■ Problem description ■
Please write out the complete listing that follows, exactly as it reads.

======

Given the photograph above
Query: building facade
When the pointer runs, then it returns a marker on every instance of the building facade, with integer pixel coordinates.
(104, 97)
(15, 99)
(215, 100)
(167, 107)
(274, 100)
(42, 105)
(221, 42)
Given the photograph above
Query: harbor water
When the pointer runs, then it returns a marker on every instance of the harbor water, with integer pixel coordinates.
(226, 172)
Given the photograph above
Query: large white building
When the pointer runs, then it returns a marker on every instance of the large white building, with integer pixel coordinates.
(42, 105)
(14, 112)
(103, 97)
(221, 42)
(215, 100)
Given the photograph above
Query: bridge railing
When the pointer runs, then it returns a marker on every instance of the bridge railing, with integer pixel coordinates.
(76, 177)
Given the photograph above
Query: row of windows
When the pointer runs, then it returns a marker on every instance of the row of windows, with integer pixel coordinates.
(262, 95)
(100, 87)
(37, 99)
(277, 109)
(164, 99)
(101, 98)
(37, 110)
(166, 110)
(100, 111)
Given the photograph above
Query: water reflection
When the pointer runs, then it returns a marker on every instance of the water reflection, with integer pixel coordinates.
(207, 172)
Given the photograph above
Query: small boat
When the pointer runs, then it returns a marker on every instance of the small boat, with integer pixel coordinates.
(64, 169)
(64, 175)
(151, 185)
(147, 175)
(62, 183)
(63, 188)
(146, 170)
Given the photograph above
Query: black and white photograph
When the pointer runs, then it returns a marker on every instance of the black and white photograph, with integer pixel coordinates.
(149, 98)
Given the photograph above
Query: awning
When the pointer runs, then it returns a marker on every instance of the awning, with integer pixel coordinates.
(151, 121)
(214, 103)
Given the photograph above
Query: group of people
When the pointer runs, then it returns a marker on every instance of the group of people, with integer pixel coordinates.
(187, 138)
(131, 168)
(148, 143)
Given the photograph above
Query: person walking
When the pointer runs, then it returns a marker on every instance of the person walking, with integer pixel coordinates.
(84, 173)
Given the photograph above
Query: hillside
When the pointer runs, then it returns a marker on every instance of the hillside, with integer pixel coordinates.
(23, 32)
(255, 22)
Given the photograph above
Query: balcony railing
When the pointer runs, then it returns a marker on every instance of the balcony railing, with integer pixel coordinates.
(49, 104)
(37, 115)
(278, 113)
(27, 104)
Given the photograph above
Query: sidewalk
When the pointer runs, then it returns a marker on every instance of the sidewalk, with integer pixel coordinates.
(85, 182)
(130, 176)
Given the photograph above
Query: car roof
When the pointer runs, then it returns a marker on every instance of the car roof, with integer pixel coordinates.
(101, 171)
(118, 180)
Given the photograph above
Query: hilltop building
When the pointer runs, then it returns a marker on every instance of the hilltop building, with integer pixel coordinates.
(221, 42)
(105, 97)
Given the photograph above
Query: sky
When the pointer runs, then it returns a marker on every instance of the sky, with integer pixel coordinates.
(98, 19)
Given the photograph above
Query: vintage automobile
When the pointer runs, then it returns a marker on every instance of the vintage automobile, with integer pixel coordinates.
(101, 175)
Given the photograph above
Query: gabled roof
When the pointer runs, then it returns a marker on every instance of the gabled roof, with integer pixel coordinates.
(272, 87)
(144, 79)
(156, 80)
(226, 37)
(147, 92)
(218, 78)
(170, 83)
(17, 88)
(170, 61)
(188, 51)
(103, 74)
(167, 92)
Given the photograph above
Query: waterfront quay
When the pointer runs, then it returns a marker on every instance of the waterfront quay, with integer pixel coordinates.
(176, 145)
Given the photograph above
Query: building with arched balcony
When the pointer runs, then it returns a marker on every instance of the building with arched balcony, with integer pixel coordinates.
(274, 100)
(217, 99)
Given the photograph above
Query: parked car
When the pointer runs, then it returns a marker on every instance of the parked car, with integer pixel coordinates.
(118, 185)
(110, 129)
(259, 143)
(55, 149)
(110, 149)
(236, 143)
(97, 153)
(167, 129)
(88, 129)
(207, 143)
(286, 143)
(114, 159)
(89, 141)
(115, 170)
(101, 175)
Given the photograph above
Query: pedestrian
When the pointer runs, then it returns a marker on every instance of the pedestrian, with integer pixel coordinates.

======

■ Answer to this exercise ■
Given the photograph above
Query: building facade
When the pointer runs, then it returns a marker on every instance of the building facade, with integer pixel coordinates.
(104, 97)
(15, 99)
(215, 100)
(167, 107)
(274, 100)
(42, 105)
(221, 42)
Given the photograph above
Query: harbor water
When the pointer runs, then it returns a marker on every instance of the harbor water, with integer pixel coordinates.
(226, 172)
Given the photograph above
Query: large white building
When the pointer runs, then it returns a marker on every instance of the large white building, with integer pixel coordinates.
(42, 105)
(14, 112)
(103, 97)
(221, 42)
(215, 100)
Given the photograph above
Query: bridge railing
When the pointer runs, then it returns a marker on every instance of the bridge railing, with integer pixel coordinates.
(76, 177)
Given the photograph above
Query: row of windows
When the pointer runs, then it returns a marker on every instance of the row of windows, with integer pixel coordinates.
(262, 95)
(100, 87)
(37, 99)
(277, 109)
(164, 99)
(101, 98)
(37, 110)
(166, 110)
(100, 111)
Given the photograph above
Query: water reflection
When the pointer runs, then it returns a marker on every instance of the water reflection, with integer pixel coordinates.
(207, 172)
Given the photograph above
Query: small boat
When the pointer runs, then it returns a marker on every instance of the small boat, with integer pixel coordinates.
(64, 169)
(64, 175)
(151, 185)
(147, 175)
(62, 183)
(63, 188)
(146, 170)
Given the photograph above
Query: black and white photograph
When the pointer runs, then it returns a marker on every instance of the black and white photograph, with integer pixel coordinates.
(149, 98)
Given the photograph above
Query: awning
When the pointer runs, then it returns a marker on every instance of the awning, with integer pixel coordinates.
(151, 121)
(214, 103)
Given the photograph above
Query: group of people
When the pointer runs, then it returns a marker on every instance of the group of people, with integer pixel coordinates.
(187, 138)
(131, 168)
(148, 143)
Given the photograph above
Query: person walking
When the pointer runs, then it returns a marker on every instance of the person walking, with integer pixel coordinates.
(84, 173)
Given the photograph above
Query: hillside
When the pointer runs, then it returns a marker on every instance of the hillside, with integer pixel coordinates.
(23, 32)
(255, 22)
Given the photograph above
Query: balcony railing
When the pointer runs, then it returns a marker on every instance of the balcony railing, with integer pixel coordinates.
(49, 104)
(37, 115)
(278, 113)
(27, 104)
Given the photograph above
Query: sidewalk
When the pointer runs, then it returns a marker on every instance of the sidewalk, with integer pixel coordinates.
(85, 182)
(130, 176)
Given the photograph above
Query: car roof
When the pointer runs, then it returns a marker on every instance of the car roof, with integer pixel coordinates.
(101, 171)
(118, 180)
Given the photograph above
Query: hilltop building
When the pointer runs, then it returns a marker on every instance of the hilltop building, with integer pixel coordinates.
(221, 42)
(105, 97)
Given the photograph above
Query: sky
When the pointer runs, then it returns a marker on every instance of the sky, with integer pixel coordinates.
(98, 19)
Given the photograph above
Query: vintage automobile
When the pointer runs, then it returns a marker on every instance of the vintage automobile, with integer pixel coordinates.
(101, 175)
Given the photograph above
Query: gabled roof
When the pointer runs, then it returns a marker on every instance of the gabled roof, with integer pixel coordinates.
(272, 87)
(144, 79)
(156, 80)
(226, 37)
(147, 92)
(218, 78)
(170, 83)
(17, 88)
(170, 61)
(188, 51)
(103, 74)
(167, 92)
Given the photograph above
Query: waterfront quay
When the pointer runs, then it returns a marker on every instance of the waterfront quay, with integer pixel coordinates.
(176, 145)
Given the photograph above
Query: building with arched balcony
When the pointer runs, then it returns a marker on every instance of the building with arched balcony, with integer pixel coordinates.
(274, 100)
(217, 99)
Given the photograph above
Query: parked car
When the pointer runs, then it returns a marker on every instance of the parked car, with integer pixel coordinates.
(118, 185)
(110, 129)
(259, 143)
(55, 149)
(110, 149)
(236, 143)
(97, 153)
(167, 129)
(88, 129)
(207, 143)
(286, 143)
(114, 159)
(89, 141)
(115, 170)
(101, 175)
Given the photograph above
Query: pedestrian
When the pointer runs, then it returns a marker on every instance of the pedestrian, with integer pixel coordinates.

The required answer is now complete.